▸ CHALLENGE 1
In the PPSA commentary, which assignments does Saskatchewan permit?

▸ TEXT EXCERPT

1. In some provinces, the employment standards legislation does not invalidate all assignments of wages, etc. within its scope. In Saskatchewan, for instance, assignments to employee credit unions and to tool suppliers are permitted as a matter of local public policy. Where the permissible class of assignees is as narrow as this, the enacting legislature may feel that they should be relieved of the registration burden and priority risks imposed by the PPSA given the absence of any realistic risk of third party prejudice. In that event, the square-bracketed note which accompanies the proposed deletion of clause (c) above would allow for the insertion of an appropriately tailored local exclusion.
1. Under current clause 4(f), assignments of land-related rights to payment, including lease payments, mortgage payments, and payments under agreements for the sale of land, are excluded from the PPSA (unless evidenced by an “instrument” or a “security” as defined in section 2). This policy reflects prevailing commercial expectations and practice and should be maintained. However, while the wording of clause 4(f) should remain the same, it is proposed to include a square-bracketed note to signal the importance of ensuring that the relevant real property legislation in each jurisdiction is amended to provide for the registration and priority status of assignments of land-related rights to payments.
1. The proposed revision to clause (i) is designed to extend the application of the PPSA to security interests taken in commercial tort claims. As currently drafted, the clause excludes all security interests in tort damages claims from the scope of the Act. This is not commercially reasonable where, for example, a security interest in all of a business debtor’s personal property is given and a receiver is appointed to enforce it. The receiver currently cannot treat a security interest in a tort claim held by the debtor (e.g., a claim for inducing breach of contract or a claim for passing off) as an asset falling within the scope of the PPSA security interest being enforced. The receiver’s rights and duties are instead governed by law outside the PPSA, as are the conditions governing attachment, perfection and priority of the security interest in the relevant claim. The revision to clause (i) above would expand the scope of the PPSA to include such commercial tort claims by narrowing the exclusion to damages claims for personal injury or death.

▸ RECORDS FOR THIS TASK
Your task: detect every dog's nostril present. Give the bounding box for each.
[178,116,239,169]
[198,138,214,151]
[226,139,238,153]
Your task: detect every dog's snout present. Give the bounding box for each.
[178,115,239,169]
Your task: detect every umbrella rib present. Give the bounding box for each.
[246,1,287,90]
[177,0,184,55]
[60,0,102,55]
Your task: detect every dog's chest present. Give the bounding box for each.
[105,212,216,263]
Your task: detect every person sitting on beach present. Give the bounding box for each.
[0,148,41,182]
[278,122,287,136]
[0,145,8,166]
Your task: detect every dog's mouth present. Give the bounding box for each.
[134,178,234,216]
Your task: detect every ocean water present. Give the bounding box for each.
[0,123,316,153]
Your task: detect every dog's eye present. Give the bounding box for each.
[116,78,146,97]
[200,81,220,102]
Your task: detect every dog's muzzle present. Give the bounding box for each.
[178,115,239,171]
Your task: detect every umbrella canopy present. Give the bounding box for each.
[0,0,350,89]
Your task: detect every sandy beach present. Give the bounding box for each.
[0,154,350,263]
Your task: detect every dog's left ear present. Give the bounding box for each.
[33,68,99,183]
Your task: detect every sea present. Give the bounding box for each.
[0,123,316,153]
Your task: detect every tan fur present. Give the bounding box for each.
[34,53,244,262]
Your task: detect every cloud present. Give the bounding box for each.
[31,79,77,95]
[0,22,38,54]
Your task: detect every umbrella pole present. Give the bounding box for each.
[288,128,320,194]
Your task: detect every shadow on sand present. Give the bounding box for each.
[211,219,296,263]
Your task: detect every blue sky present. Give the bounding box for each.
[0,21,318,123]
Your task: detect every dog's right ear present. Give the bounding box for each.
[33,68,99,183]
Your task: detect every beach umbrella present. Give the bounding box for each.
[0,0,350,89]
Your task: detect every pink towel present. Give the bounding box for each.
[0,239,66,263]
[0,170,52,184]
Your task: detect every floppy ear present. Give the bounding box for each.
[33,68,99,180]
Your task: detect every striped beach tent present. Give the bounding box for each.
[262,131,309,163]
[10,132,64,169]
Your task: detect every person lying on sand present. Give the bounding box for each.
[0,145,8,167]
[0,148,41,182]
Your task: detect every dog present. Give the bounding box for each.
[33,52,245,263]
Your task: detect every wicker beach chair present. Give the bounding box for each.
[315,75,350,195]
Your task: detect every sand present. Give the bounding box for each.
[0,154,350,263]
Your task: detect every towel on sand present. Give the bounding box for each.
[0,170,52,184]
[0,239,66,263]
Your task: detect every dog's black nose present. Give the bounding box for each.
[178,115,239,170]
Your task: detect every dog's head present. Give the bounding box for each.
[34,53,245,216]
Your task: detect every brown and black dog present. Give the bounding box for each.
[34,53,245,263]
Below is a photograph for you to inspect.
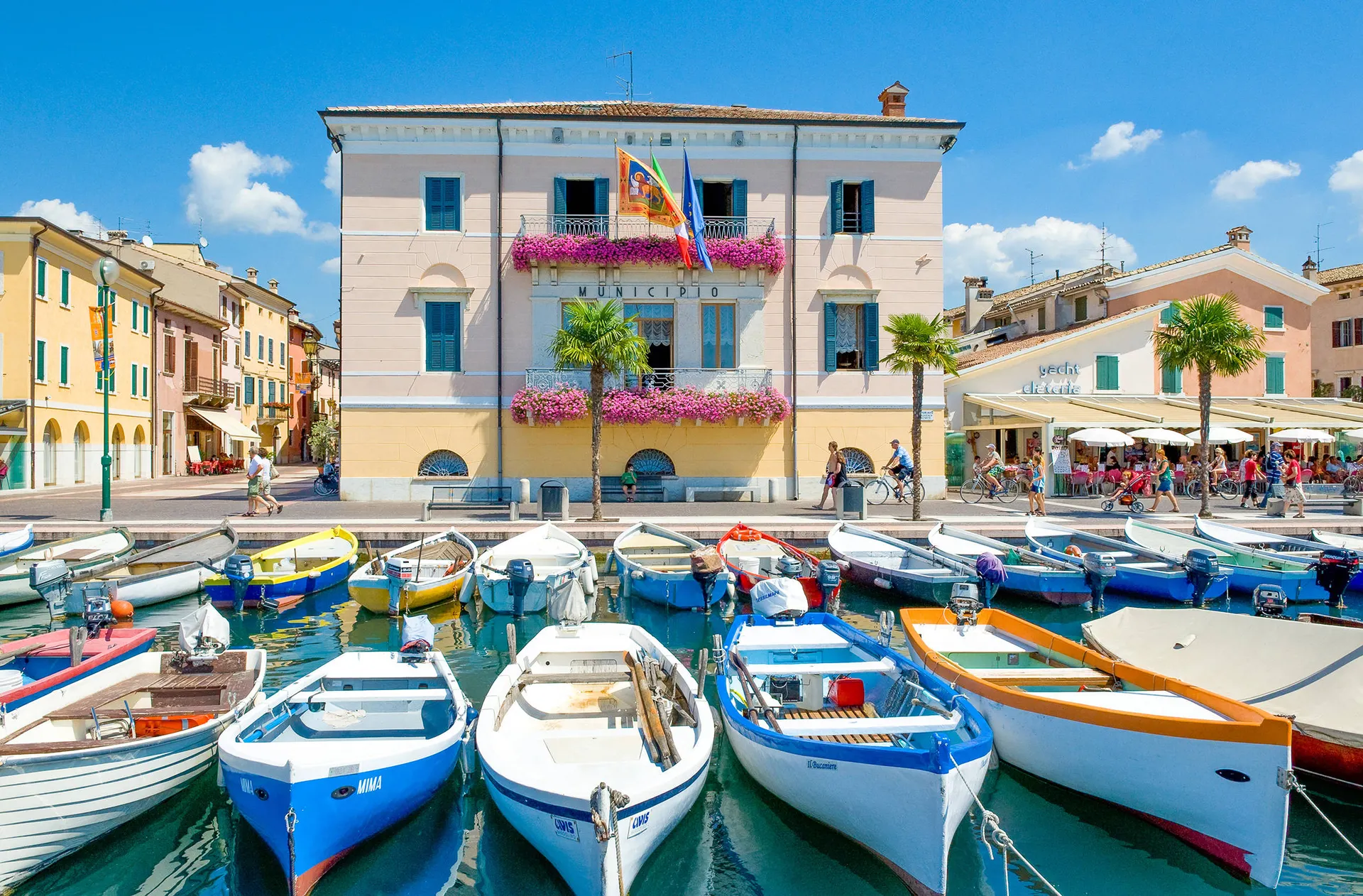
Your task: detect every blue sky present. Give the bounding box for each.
[0,0,1363,330]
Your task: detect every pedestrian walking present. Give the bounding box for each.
[814,442,848,510]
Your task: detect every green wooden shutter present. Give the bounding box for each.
[823,302,838,371]
[861,302,880,370]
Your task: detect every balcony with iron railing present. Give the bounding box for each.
[525,367,772,391]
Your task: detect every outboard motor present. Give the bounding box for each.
[1250,585,1286,619]
[507,560,535,619]
[222,554,255,612]
[1183,548,1221,607]
[1083,551,1116,612]
[1311,548,1359,610]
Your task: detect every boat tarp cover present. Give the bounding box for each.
[1083,607,1363,748]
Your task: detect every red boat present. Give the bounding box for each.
[717,523,841,610]
[0,629,157,709]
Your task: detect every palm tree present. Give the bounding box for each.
[1150,292,1268,517]
[880,314,957,520]
[549,300,649,520]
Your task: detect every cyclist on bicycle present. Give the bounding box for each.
[880,439,913,502]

▸ CHALLENGE 2
Rewrite the entries from the line with "Your task: detect every wicker" up to and including the line with "[178,115,239,170]", changing "towel" to "blanket" and leaving everything else as it is. Give only those lines.

▸ WRITTEN ANSWER 1
Assignments to employee credit unions and to tool suppliers.

▸ WRITTEN ANSWER 2
Your task: detect every wicker beach chair present. Give the bounding box for each.
[315,75,350,195]
Your task: detect every sand present. Give the bounding box for each.
[0,154,350,263]
Your task: detect every blanket on sand present. Give the bounding box for each.
[0,170,52,184]
[0,239,66,263]
Your task: detect every dog's black nose present. Give the bounding box for each.
[178,115,239,170]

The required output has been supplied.